__Exercise__
Copy out the records below, changing each "drop a marker" to "place a pin" and keeping everything else the same. Omit the pictures.

__Information supplied__
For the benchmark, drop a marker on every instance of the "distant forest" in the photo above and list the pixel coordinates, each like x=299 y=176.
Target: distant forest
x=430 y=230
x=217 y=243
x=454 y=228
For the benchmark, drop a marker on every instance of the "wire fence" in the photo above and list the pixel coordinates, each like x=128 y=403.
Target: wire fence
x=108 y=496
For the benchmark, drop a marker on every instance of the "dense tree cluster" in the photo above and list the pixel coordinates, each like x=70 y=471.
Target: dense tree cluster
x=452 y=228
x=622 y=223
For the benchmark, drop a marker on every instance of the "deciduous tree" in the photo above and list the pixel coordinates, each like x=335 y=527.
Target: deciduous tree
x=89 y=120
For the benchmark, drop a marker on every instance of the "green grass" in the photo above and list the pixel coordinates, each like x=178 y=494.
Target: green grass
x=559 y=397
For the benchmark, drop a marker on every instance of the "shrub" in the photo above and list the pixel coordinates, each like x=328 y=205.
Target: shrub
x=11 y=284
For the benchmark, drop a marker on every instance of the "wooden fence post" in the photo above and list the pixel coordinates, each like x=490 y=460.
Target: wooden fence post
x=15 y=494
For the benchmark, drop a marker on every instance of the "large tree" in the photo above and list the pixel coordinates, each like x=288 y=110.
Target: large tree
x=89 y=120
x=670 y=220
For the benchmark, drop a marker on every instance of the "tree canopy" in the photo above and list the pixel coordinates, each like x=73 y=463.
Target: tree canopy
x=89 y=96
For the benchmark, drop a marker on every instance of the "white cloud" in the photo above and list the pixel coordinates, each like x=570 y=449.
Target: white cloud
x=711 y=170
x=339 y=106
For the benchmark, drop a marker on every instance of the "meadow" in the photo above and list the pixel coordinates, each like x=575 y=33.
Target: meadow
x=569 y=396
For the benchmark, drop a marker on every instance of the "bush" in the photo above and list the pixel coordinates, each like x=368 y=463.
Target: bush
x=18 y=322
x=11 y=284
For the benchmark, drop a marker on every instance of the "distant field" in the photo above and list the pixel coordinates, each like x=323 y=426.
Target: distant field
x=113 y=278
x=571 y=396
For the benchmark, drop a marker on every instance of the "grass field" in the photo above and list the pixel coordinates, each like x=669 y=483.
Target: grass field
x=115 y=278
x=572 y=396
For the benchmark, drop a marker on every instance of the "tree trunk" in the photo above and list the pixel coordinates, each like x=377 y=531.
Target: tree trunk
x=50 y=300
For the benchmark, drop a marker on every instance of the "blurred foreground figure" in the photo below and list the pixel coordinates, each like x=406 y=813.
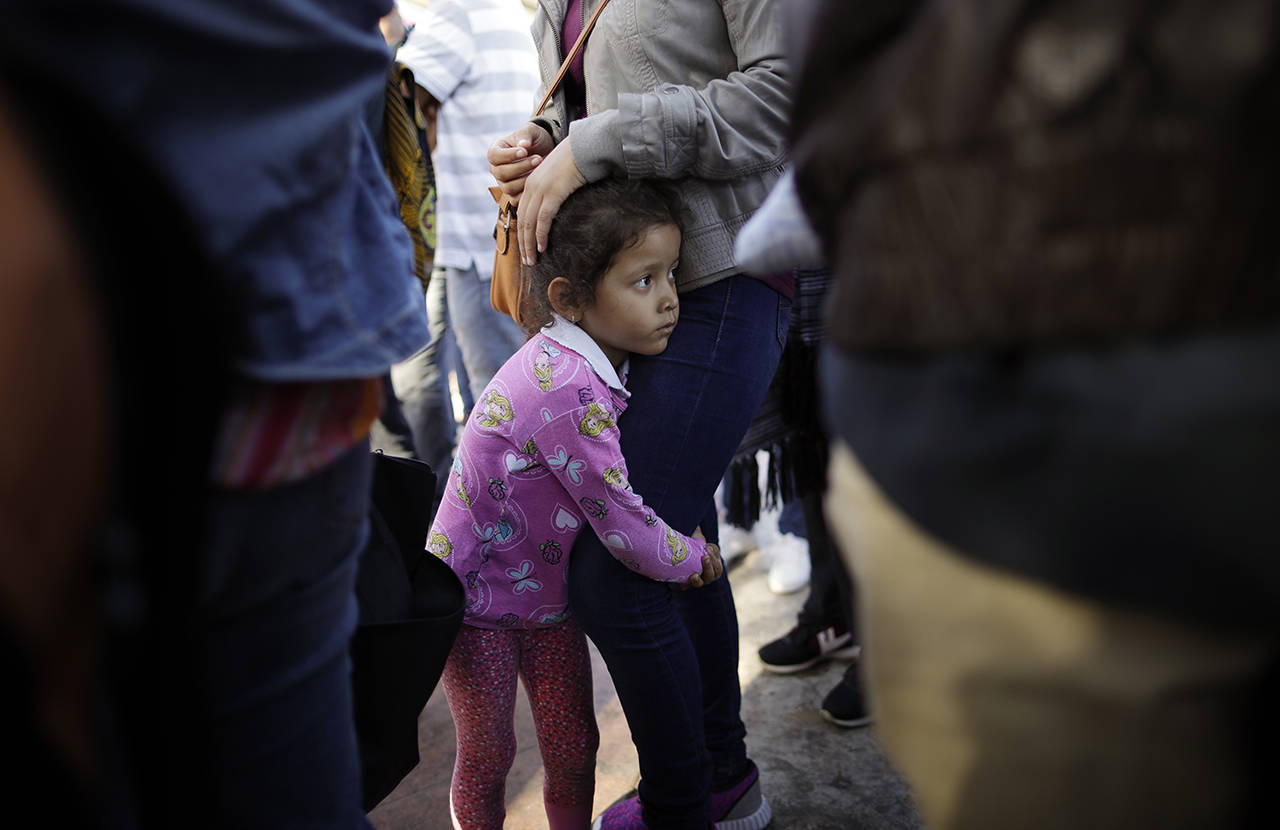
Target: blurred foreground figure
x=238 y=273
x=1054 y=396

__Reply__
For the benchmark, place a pin on every instance of the "distant forest" in the photo above and list the pixel coordinates, each like x=299 y=176.
Target: distant forest
x=430 y=230
x=217 y=243
x=454 y=228
For the benchmark, place a pin on every instance of the "wire fence" in the photo above and list the pixel coordinates, each like x=128 y=403.
Target: wire fence
x=108 y=496
For the benchmark, place a pin on every instance of the "dense tree cluster" in the photo above and list the pixel coordinates, each like x=70 y=471.
Target: dense tree cluster
x=452 y=228
x=622 y=223
For the benchmark, place a pin on every instance of the "deciduous tree" in the photo above and list the pixel coordinates, each like x=335 y=527.
Target: deciduous tree
x=89 y=120
For the benchmark, place a pin on every instance of the "green grass" in the photo above and list the pixel coordinates, each like x=178 y=494.
Target: green grass
x=559 y=397
For the benchmark, place a pin on every instance of the "shrub" in the photo above and list the pixel coordinates, each like x=328 y=205.
Target: shrub
x=11 y=284
For the benchmark, place a pin on every instance of the "wooden fence post" in the photo above and list the pixel coordinates, each like x=490 y=460.
Target: wooden fence post
x=15 y=494
For the benchmark, place a pin on every instance of the "large tree" in the photo above and list the pixel coordinates, each like x=288 y=110.
Target: large tree
x=89 y=120
x=670 y=220
For the benchmark, place a pin on every instance of the "tree canopy" in the photo above and list the pixel coordinates, each like x=73 y=463.
Target: tree canopy
x=89 y=96
For the benchmark, place a pin on every instance of the "white cloud" in the photo above and list the pixel coordinates, each like x=570 y=449.
Target: white cloud
x=711 y=170
x=339 y=106
For the benchmark, place a pin on every instance of the "meadow" in the photo above and list the pixel coordinates, each like x=575 y=33.
Target: meadow
x=569 y=396
For the benchmark, place a pin on every instance of the "bush" in the photo above and list the pixel coordinates, each like x=368 y=463.
Target: bush
x=18 y=322
x=11 y=284
For the benchmark, place a pin on every instance of the "distant field" in the photo above and list the pixel coordinates, each like x=323 y=426.
Target: distant field
x=113 y=278
x=571 y=396
For the benchmark, place a pin on every instance of the "grass field" in the photo above and list the pixel coordinates, each like x=669 y=483.
Target: grass field
x=115 y=278
x=572 y=396
For the benchmark, place a pin on every instance of the "tree trunk" in the photo above and list the pixel coordinates, each like x=377 y=531.
Target: tree trunk
x=50 y=300
For the benchmark, place a pin on every instance of the "blurred foreground figure" in the photo below and list the pixel coordinates, each like x=406 y=813.
Target: blurred foreground figure
x=238 y=273
x=1054 y=396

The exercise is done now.